## TASK OBJECTIVE
What is needed is an exact copy of the data below, pictures excluded.

### THE DATA ###

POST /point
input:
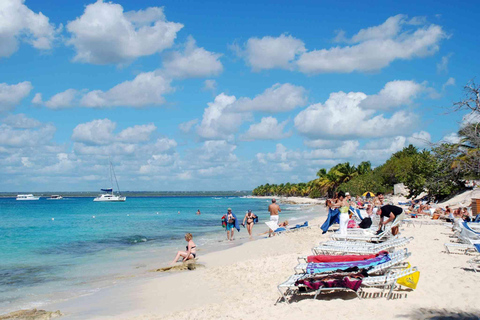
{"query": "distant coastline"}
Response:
(145, 194)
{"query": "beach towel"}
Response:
(333, 217)
(465, 224)
(348, 280)
(330, 266)
(336, 258)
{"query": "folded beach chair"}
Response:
(367, 235)
(342, 247)
(377, 264)
(467, 240)
(475, 263)
(273, 226)
(387, 281)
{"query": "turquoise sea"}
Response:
(52, 250)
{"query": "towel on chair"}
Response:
(330, 266)
(334, 258)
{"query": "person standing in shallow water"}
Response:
(274, 209)
(250, 217)
(230, 217)
(191, 251)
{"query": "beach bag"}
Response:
(366, 223)
(395, 230)
(410, 281)
(224, 221)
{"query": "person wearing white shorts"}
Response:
(274, 209)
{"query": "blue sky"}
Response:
(194, 95)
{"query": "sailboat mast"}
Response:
(115, 176)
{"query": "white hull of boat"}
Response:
(110, 198)
(27, 197)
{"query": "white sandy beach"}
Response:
(241, 283)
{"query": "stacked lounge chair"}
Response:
(352, 263)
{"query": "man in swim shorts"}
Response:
(230, 224)
(274, 209)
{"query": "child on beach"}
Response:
(250, 217)
(191, 251)
(230, 217)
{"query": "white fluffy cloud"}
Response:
(395, 93)
(218, 121)
(223, 117)
(278, 98)
(21, 121)
(61, 100)
(193, 62)
(95, 132)
(187, 126)
(105, 34)
(101, 132)
(19, 23)
(267, 129)
(11, 95)
(270, 52)
(376, 47)
(341, 116)
(146, 89)
(137, 133)
(210, 85)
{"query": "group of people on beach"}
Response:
(230, 222)
(340, 210)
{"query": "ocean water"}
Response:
(52, 250)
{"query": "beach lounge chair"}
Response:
(276, 229)
(367, 235)
(467, 240)
(389, 280)
(341, 247)
(378, 264)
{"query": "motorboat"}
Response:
(55, 197)
(27, 197)
(109, 195)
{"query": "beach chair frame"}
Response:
(387, 281)
(396, 258)
(342, 247)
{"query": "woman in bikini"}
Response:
(250, 217)
(191, 251)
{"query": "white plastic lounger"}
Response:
(475, 264)
(389, 280)
(395, 258)
(342, 247)
(367, 235)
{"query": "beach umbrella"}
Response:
(369, 194)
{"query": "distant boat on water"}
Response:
(109, 196)
(24, 197)
(55, 197)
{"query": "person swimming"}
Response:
(191, 251)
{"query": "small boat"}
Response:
(109, 196)
(55, 197)
(27, 197)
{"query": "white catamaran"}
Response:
(109, 196)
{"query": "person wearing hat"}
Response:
(274, 209)
(230, 217)
(250, 217)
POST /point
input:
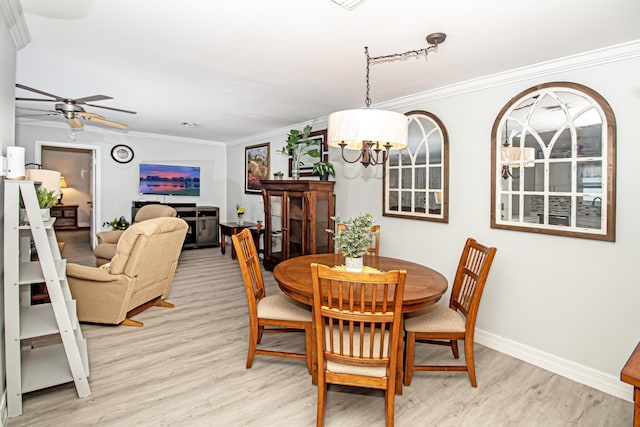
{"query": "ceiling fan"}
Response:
(71, 108)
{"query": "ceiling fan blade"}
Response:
(89, 116)
(35, 99)
(108, 123)
(36, 115)
(75, 123)
(112, 109)
(92, 98)
(41, 92)
(38, 109)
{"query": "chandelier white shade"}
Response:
(380, 127)
(514, 157)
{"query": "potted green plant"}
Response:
(324, 169)
(299, 144)
(46, 199)
(117, 223)
(353, 239)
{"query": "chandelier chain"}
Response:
(392, 57)
(367, 100)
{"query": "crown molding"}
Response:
(616, 53)
(13, 16)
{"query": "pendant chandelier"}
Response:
(370, 131)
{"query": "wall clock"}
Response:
(122, 153)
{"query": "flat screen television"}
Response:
(169, 180)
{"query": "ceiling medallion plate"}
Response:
(122, 153)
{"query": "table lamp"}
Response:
(63, 184)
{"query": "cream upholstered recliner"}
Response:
(107, 240)
(139, 276)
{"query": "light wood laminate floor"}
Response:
(186, 367)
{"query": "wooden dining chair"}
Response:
(446, 325)
(357, 318)
(375, 238)
(272, 313)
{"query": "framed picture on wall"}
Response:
(306, 169)
(256, 167)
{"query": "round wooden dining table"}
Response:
(423, 285)
(423, 288)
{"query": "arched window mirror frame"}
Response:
(416, 186)
(584, 204)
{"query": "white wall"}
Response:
(569, 305)
(120, 181)
(7, 118)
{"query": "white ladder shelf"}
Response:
(31, 367)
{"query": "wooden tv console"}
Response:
(203, 222)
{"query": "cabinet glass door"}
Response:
(277, 222)
(322, 224)
(296, 226)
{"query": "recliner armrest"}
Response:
(94, 274)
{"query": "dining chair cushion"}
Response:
(281, 307)
(436, 319)
(345, 368)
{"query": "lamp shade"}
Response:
(49, 179)
(352, 127)
(513, 155)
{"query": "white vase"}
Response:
(354, 265)
(295, 164)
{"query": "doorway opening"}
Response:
(79, 165)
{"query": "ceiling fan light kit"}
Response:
(71, 108)
(375, 132)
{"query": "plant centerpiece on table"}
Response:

###

## SOLUTION FOR THIS EXERCISE
POST /point
input:
{"query": "distant coastline"}
Response:
(145, 194)
{"query": "beach towel"}
Response:
(333, 217)
(465, 224)
(348, 280)
(330, 266)
(336, 258)
{"query": "folded beach chair"}
Response:
(367, 235)
(342, 247)
(377, 264)
(467, 240)
(475, 263)
(273, 226)
(387, 281)
{"query": "turquoise sea"}
Response:
(52, 250)
{"query": "towel on chair"}
Response:
(330, 266)
(334, 258)
{"query": "person standing in shallow water"}
Response:
(274, 209)
(250, 217)
(230, 217)
(191, 251)
{"query": "beach bag"}
Response:
(366, 223)
(395, 230)
(410, 281)
(224, 221)
{"query": "person wearing white shorts"}
Response:
(274, 209)
{"query": "blue sky"}
Response:
(194, 95)
{"query": "sailboat mast"}
Response:
(115, 176)
{"query": "white hull of boat"}
Response:
(110, 198)
(27, 197)
{"query": "white sandy beach"}
Response:
(241, 283)
{"query": "stacked lounge chair"}
Response:
(352, 263)
{"query": "man in swim shorts"}
Response:
(230, 224)
(274, 209)
{"query": "child on beach"}
Response:
(250, 217)
(191, 251)
(230, 217)
{"query": "white fluffy cloud"}
Response:
(395, 93)
(218, 121)
(223, 117)
(278, 98)
(21, 121)
(61, 100)
(193, 62)
(95, 132)
(187, 126)
(105, 34)
(101, 132)
(19, 23)
(267, 129)
(11, 95)
(270, 52)
(376, 47)
(341, 116)
(146, 89)
(137, 133)
(210, 85)
{"query": "group of people on beach"}
Response:
(230, 222)
(340, 210)
{"query": "ocean water"}
Response:
(52, 250)
{"query": "beach lounge chair"}
Response:
(276, 229)
(367, 235)
(467, 240)
(389, 280)
(341, 247)
(378, 264)
{"query": "motorboat"}
Response:
(55, 197)
(27, 197)
(109, 195)
{"query": "beach chair frame"}
Response:
(387, 281)
(396, 258)
(342, 247)
{"query": "woman in bikini"}
Response:
(250, 217)
(191, 251)
{"query": "white plastic lounger"}
Response:
(475, 264)
(389, 280)
(395, 258)
(342, 247)
(367, 235)
{"query": "beach umbrella"}
Response:
(369, 194)
{"query": "distant boat on water"}
Response:
(109, 196)
(24, 197)
(55, 197)
{"query": "person swimming"}
Response:
(191, 251)
{"query": "small boat"}
Response:
(109, 196)
(55, 197)
(27, 197)
{"query": "white catamaran"}
Response:
(109, 196)
{"query": "person wearing hat"}
Response:
(274, 209)
(230, 217)
(250, 217)
POST /point
input:
{"query": "ceiling fan"}
Response:
(71, 108)
{"query": "ceiling fan blade"}
Response:
(89, 116)
(35, 99)
(108, 123)
(36, 115)
(75, 123)
(112, 109)
(92, 98)
(41, 92)
(38, 109)
{"query": "chandelier white shade"}
Response:
(380, 127)
(514, 157)
{"query": "potted green plant"}
Response:
(324, 169)
(299, 144)
(46, 199)
(117, 223)
(353, 239)
{"query": "chandelier chain"}
Response:
(392, 57)
(367, 100)
{"query": "crown molding"}
Response:
(616, 53)
(13, 16)
{"query": "pendant chandelier"}
Response:
(370, 131)
{"query": "wall clock"}
Response:
(122, 153)
{"query": "flat screen television"}
Response:
(169, 180)
{"query": "ceiling medallion plate"}
Response:
(122, 153)
{"query": "table lamp"}
Response:
(63, 184)
{"query": "cream upholstered recliner"}
Response:
(107, 240)
(139, 276)
{"query": "light wood laminate floor"}
Response:
(186, 367)
{"query": "wooden dining chair"}
Response:
(446, 325)
(357, 318)
(375, 238)
(272, 313)
{"query": "framed picture on wall"}
Response:
(306, 169)
(256, 167)
{"query": "round wooden dining table"}
Response:
(423, 285)
(423, 288)
{"query": "arched window mirror frame"}
Response:
(416, 186)
(584, 204)
{"query": "white wall"}
Response:
(569, 305)
(120, 181)
(7, 118)
{"query": "white ladder shelf"}
Response:
(31, 367)
{"query": "wooden tv console"}
Response:
(203, 222)
{"query": "cabinet glass door"}
Response:
(277, 222)
(322, 224)
(296, 226)
{"query": "recliner armrest"}
Response:
(94, 274)
{"query": "dining chair cushion"}
Response:
(281, 307)
(436, 319)
(345, 368)
{"query": "lamp shade"}
Response:
(49, 179)
(352, 127)
(513, 155)
{"query": "white vase"}
Response:
(354, 265)
(295, 164)
{"query": "doorway opening"}
Response:
(79, 165)
{"query": "ceiling fan light kit"}
Response:
(71, 108)
(375, 132)
{"query": "plant centerpiece on table"}
Response:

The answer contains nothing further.